**Data to use:**
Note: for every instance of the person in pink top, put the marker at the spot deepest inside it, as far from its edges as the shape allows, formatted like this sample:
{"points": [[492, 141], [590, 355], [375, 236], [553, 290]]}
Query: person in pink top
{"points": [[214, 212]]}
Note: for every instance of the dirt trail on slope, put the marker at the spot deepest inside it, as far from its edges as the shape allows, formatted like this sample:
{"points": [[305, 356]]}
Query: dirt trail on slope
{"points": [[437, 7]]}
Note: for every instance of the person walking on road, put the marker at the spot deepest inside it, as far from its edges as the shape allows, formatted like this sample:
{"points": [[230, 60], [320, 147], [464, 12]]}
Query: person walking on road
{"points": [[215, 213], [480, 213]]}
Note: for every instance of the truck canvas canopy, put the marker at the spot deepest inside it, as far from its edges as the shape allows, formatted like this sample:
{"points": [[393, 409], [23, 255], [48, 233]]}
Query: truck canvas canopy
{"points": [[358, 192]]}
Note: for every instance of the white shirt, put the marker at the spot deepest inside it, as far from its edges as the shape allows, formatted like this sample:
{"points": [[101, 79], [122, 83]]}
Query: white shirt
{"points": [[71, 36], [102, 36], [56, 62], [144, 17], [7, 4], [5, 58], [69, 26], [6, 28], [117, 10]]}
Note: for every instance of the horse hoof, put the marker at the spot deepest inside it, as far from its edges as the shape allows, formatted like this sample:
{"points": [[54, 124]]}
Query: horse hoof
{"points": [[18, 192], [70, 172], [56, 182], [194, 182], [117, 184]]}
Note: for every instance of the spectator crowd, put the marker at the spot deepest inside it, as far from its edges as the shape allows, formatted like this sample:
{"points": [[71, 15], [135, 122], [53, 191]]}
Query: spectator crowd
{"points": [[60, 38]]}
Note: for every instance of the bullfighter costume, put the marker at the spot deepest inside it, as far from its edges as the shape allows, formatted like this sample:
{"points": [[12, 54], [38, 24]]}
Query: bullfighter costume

**Task brief:** Please go through the entries and show every line with the word "bullfighter".

**Reply:**
Note: for every instance of the bullfighter costume, put the marker at the spot deepest inside it, as far from its edges as the shape allows, formatted like this sample:
Query: bullfighter costume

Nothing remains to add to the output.